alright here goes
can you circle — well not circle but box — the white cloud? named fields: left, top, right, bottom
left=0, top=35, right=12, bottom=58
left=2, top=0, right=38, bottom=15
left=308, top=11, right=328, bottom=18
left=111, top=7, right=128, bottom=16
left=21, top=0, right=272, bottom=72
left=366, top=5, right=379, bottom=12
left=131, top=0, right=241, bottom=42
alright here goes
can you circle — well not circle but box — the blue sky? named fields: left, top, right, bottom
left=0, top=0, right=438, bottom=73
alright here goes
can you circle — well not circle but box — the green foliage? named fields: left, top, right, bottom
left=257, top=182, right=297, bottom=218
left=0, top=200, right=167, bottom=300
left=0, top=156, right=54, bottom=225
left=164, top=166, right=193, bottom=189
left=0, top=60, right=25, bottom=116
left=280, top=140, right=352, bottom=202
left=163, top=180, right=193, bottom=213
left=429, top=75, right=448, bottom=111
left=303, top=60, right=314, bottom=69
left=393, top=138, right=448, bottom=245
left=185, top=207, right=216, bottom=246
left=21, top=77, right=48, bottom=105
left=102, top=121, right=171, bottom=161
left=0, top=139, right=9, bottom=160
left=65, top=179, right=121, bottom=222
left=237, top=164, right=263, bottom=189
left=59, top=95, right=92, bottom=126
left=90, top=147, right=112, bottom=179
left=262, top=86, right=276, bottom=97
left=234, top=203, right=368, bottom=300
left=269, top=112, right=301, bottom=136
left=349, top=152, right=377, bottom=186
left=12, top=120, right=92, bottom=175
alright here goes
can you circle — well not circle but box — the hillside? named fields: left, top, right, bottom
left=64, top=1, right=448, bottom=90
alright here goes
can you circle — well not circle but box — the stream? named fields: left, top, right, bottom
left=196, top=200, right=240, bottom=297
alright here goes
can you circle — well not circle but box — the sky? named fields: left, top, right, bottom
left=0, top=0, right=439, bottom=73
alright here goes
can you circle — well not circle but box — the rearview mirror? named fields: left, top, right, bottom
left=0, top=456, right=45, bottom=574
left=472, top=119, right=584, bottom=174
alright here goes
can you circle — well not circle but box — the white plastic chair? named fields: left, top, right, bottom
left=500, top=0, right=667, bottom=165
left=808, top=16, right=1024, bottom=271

______

■ About this exercise ■
Each of the records shown above needs to be repeated exactly.

■ Exercise output ■
alright here goes
can you circle — well not circle but box — the white cloud? named fields: left, top, right, bottom
left=0, top=35, right=12, bottom=58
left=2, top=0, right=38, bottom=15
left=308, top=11, right=328, bottom=18
left=111, top=7, right=128, bottom=16
left=21, top=0, right=272, bottom=72
left=366, top=5, right=379, bottom=12
left=131, top=0, right=241, bottom=42
alright here goes
can you circle — well not circle but box — the blue sky? named fields: left, top, right, bottom
left=0, top=0, right=438, bottom=73
alright here goes
can you circle — well not circle but box — the green foliage? named fields: left, top, right, bottom
left=257, top=182, right=297, bottom=218
left=0, top=200, right=167, bottom=300
left=0, top=156, right=54, bottom=225
left=164, top=166, right=193, bottom=189
left=0, top=60, right=25, bottom=116
left=280, top=140, right=352, bottom=202
left=163, top=180, right=193, bottom=213
left=429, top=75, right=448, bottom=111
left=303, top=60, right=314, bottom=69
left=393, top=138, right=448, bottom=245
left=185, top=207, right=216, bottom=246
left=21, top=77, right=48, bottom=105
left=102, top=121, right=171, bottom=161
left=0, top=139, right=9, bottom=160
left=65, top=179, right=121, bottom=222
left=237, top=164, right=263, bottom=189
left=59, top=95, right=92, bottom=126
left=90, top=147, right=112, bottom=179
left=262, top=86, right=276, bottom=97
left=234, top=203, right=368, bottom=300
left=269, top=112, right=301, bottom=136
left=349, top=152, right=377, bottom=186
left=12, top=120, right=92, bottom=175
alright here goes
can you circle — well not circle but box — the hillside? named fields: left, top, right, bottom
left=64, top=1, right=448, bottom=90
alright here goes
can you circle — well not circle but box — the stream? named fields: left, top, right, bottom
left=196, top=200, right=240, bottom=297
alright here goes
can you circle — well not circle but box — the sky? named fields: left, top, right, bottom
left=0, top=0, right=439, bottom=73
alright here goes
can you circle — well not circle but box — the rearview mirror? named fields: left, top, right, bottom
left=0, top=456, right=45, bottom=574
left=472, top=119, right=584, bottom=174
alright here goes
can you circle — well not circle but box — the white plastic chair? named fields: left, top, right, bottom
left=500, top=0, right=667, bottom=165
left=808, top=16, right=1024, bottom=271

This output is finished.